Region outline entries:
================

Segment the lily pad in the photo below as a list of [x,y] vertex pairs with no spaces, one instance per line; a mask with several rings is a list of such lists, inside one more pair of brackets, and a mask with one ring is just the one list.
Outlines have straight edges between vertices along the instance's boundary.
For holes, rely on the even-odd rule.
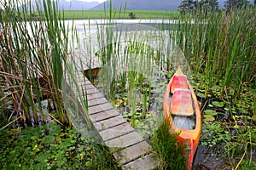
[[215,118],[212,115],[204,115],[204,120],[212,122],[215,120]]
[[211,115],[211,116],[218,115],[218,113],[213,110],[206,110],[204,113],[205,115]]
[[200,98],[205,98],[205,94],[201,93],[197,93],[196,95]]
[[212,105],[215,105],[216,107],[224,107],[224,103],[219,101],[213,101]]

================

*Objective*:
Copy out every line of the records above word for word, but leave out the pictures.

*The solution*:
Segment the lily pad in the photo below as a list of [x,y] vertex pairs with no spaces, one instance per line; a mask with several rings is a list of such lists, inside one more pair of brackets, and a mask with one ring is just the one list.
Outlines have straight edges between vertices along the instance's boundary.
For holes, rely on the even-odd rule.
[[215,118],[212,115],[204,115],[204,120],[212,122],[215,120]]
[[211,115],[211,116],[218,115],[218,113],[213,110],[206,110],[204,113],[205,115]]
[[200,98],[205,98],[205,94],[201,93],[197,93],[196,95]]
[[212,105],[215,105],[216,107],[224,107],[224,103],[219,101],[213,101]]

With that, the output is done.